>> Start PASSAGE
Sunday, August 1, 2010

Live, Love, Lose

Standing at yet another edge of sanity, looking back, I'm wondering whether the choice to jump off was worth it. But what was there left to do? Latent hatred, roiling anger,and the desire to no longer be here, do this leaves me speechless. I wonder why you, and why you had the impact on me that you did. In picking up the pieces, I keep finding bits missing. It wasn't your fault, the wrong time, wrong place, wrong person mess of it all. Maybe it was mine, and I am sorry. But I've said I'm sorry so many times. And what good would it do even if we were to be friends again? What could I do with a friendship like yours now?

I have everything I need, and yet memories of you claw at me. I hide them out of sight, where no one can see, where no one will ever know but me, and pull them out to flail myself with when I'm in need of no further pain. Someday, maybe I will let myself free, in the meantime, the penance goes on. Maybe that's why I need your friendship, so I can let that go. But what use is it asking you? I've been nothing to you for so long now that it wouldn't matter if I asked.

My most recent ex-love, the most tumultuous of them all, I dream of you still. Different from the others in ways I can't begin to define. Do you ever let go of something like that, or does it seep into the flaws of your being, coating them over, giving them a different shape?

I've lost so much, and yet I've gained so much. Here's to the future.

Monday, January 18, 2010

The Way Things Are

I haven't been able to write. I've been blocked, completely. Nothing at all, not little snatches of poetry, not my thoughts or feelings. They've all been stuck inside me for a while now. And I find that scary. Because I've always been able to write. It's the one thing that could set me free, give me the release I couldn't find from talking to other people. Having that outlet cut off made me feel lost, like part of me was dammed. I don't feel like I have it back yet, but I'm clawing my way there.

Things have been happening lately that I didn't think would ever happen, and I don't know how I feel about them. And they all happen at once, or in a sequence that knocks me off balance and keeps me on my knees. Every time I think I've fought my way back to some semblance of equilibrium, something else comes at me and leaves me reeling. I've always wondered if it's my fault, and the way things are, I'm going back to believing it. I know I shouldn't. Things just.. happen.

It hurt when dad left. I cried myself to sleep and it makes me feel so - weak. I don't think I ever really had a hard shell, but at least I had the illusion of one. But I'll accept that, 'cause he's my father.

And then yesterday, I cried again. It's strange, this feeling of loss. I thought I'd get used to it. Maybe I will. But I don't want to, so why should I have to get used to it. Aren't we supposed to save the things that are important to us? But how do you know at which point it goes from saving something valuable to clinging in vain to something irredeemable?
>> End PASSAGE
TO DO -
(1) In the blog, what date appears on the entry titled "The Way Things Are"?
(2) Translate this sentence from the blog into Spanish: "I've lost so much, and yet I've gained so much."
The material after this point is separate from the blog.
>> Start INFORMATION PROVIDED
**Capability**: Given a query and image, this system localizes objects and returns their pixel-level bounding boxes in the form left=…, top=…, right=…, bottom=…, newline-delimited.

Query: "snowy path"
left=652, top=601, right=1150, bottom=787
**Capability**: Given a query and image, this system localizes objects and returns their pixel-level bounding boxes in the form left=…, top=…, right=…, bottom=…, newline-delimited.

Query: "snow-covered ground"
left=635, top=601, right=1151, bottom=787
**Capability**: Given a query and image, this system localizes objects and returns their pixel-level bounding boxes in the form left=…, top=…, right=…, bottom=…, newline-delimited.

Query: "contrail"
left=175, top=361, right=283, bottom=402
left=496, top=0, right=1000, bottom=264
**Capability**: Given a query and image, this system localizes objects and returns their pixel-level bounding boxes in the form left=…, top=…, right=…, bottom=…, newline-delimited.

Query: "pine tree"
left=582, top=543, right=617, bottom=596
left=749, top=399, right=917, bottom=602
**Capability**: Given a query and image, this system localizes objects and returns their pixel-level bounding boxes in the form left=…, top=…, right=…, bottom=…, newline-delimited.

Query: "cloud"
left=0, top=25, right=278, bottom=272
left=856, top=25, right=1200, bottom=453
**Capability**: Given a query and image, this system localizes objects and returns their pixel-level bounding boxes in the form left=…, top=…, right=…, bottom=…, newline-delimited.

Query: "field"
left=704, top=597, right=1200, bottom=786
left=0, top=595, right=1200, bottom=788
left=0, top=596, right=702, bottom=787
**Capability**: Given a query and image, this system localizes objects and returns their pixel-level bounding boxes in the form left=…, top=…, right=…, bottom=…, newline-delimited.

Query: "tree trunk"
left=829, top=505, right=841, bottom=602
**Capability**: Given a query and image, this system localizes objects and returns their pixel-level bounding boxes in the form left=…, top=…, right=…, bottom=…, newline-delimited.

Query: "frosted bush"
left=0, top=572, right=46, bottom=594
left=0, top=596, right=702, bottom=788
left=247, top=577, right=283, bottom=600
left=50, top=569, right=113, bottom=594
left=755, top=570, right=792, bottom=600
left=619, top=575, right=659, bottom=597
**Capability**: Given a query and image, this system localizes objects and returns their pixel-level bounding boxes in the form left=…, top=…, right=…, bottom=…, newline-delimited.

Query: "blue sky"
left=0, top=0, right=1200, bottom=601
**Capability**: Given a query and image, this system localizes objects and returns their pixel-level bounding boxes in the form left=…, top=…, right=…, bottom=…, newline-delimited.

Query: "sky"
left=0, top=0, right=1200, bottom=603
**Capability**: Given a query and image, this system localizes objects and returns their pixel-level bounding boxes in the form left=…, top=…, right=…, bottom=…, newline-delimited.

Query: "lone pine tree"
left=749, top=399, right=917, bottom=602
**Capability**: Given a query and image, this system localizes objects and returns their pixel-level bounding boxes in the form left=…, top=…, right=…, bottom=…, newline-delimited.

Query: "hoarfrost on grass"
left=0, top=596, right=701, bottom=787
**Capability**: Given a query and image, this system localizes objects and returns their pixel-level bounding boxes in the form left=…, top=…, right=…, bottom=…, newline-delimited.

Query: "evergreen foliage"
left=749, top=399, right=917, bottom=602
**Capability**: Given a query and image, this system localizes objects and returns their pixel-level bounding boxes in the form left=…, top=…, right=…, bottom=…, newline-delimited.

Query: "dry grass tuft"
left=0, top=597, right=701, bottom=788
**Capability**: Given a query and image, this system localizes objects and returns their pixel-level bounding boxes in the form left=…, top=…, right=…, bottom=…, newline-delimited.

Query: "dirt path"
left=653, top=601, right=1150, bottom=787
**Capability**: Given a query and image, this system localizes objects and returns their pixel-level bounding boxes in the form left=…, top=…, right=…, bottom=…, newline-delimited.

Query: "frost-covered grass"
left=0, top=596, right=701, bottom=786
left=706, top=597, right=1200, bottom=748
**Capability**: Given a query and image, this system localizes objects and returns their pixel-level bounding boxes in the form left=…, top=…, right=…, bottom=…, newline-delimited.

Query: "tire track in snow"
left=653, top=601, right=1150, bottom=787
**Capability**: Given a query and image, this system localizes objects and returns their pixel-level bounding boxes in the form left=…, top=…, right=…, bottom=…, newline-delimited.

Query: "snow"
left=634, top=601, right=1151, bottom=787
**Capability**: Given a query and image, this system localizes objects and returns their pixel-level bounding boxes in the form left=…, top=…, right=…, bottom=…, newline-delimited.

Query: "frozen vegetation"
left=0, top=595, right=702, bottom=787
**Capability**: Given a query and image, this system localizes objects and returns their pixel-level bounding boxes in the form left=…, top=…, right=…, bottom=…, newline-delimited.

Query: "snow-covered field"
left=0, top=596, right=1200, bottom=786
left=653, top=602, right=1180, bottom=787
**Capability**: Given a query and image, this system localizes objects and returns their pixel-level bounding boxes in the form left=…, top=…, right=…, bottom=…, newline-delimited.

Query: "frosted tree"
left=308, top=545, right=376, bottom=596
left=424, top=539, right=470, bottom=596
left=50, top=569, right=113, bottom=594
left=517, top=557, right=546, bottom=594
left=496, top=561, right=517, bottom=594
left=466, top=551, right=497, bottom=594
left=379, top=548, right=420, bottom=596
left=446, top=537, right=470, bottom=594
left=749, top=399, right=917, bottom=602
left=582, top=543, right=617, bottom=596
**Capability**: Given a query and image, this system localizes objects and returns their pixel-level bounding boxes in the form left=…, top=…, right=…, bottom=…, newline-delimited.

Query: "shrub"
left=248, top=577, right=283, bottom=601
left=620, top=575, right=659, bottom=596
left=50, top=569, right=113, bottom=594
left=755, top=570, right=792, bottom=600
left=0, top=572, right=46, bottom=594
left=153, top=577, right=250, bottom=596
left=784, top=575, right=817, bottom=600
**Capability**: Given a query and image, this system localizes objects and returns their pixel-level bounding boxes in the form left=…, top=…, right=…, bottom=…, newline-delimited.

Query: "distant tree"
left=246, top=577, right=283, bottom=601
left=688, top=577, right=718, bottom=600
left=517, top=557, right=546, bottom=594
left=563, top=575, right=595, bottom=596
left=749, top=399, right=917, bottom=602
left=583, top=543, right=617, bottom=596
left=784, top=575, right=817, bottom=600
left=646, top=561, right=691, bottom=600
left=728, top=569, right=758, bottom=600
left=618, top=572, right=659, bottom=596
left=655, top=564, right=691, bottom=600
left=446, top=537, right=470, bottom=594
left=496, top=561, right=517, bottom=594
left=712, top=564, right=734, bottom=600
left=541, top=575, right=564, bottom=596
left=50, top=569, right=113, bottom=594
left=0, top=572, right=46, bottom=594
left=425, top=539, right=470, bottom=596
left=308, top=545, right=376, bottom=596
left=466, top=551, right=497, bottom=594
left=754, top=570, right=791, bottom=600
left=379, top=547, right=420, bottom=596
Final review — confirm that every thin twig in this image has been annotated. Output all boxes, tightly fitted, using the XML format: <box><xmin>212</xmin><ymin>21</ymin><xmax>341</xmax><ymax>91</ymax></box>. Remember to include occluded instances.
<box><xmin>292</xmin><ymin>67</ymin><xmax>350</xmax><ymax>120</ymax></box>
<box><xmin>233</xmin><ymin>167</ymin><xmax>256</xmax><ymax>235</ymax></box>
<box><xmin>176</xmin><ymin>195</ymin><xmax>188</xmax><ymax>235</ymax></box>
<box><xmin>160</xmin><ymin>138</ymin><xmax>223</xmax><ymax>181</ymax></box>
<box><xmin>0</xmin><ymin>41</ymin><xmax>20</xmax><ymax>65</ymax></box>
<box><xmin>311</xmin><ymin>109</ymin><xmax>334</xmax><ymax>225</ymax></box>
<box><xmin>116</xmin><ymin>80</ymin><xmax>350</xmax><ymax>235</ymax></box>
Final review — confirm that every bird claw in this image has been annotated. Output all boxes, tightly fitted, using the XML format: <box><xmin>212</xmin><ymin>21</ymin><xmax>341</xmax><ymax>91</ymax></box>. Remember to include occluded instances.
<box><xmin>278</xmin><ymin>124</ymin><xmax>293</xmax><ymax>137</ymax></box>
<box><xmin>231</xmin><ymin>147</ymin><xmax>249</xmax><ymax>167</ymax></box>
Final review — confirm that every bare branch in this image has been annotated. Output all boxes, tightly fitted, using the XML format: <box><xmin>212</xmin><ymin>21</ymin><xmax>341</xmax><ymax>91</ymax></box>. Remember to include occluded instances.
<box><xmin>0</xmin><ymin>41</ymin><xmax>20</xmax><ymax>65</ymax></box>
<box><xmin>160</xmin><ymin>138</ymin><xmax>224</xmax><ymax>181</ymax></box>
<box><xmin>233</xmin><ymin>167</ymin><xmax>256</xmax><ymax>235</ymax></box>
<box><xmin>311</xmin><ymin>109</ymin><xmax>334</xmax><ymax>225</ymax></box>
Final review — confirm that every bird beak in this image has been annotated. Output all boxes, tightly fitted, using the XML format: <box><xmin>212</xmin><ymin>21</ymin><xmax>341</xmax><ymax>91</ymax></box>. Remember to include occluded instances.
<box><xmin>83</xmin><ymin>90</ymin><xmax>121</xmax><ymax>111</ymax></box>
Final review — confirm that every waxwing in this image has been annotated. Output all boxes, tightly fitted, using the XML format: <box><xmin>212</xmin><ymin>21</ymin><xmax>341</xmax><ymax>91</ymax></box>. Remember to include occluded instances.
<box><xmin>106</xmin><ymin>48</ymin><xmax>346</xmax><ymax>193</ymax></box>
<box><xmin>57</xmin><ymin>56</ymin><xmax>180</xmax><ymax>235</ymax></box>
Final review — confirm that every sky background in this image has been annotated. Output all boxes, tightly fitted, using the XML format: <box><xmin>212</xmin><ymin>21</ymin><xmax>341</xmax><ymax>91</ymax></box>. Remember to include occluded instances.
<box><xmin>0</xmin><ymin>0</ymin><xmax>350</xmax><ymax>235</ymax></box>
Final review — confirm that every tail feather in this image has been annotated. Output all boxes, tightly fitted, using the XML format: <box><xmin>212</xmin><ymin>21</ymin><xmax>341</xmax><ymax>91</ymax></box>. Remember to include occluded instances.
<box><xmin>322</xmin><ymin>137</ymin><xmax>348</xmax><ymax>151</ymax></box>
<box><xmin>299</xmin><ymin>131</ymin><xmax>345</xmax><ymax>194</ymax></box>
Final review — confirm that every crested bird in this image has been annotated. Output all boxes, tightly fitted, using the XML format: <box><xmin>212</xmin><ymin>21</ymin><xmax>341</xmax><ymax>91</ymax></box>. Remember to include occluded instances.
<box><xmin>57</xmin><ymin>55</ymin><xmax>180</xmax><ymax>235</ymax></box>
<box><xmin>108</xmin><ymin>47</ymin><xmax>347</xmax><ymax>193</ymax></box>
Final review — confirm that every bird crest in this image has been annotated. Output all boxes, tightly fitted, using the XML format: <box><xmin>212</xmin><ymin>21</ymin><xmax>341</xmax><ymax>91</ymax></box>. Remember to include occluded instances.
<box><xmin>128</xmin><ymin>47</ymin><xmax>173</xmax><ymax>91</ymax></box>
>> End INFORMATION PROVIDED
TASK RESPONSES -
(1) Monday, January 18, 2010

(2) He perdido tanto y, sin embargo, he ganado tanto.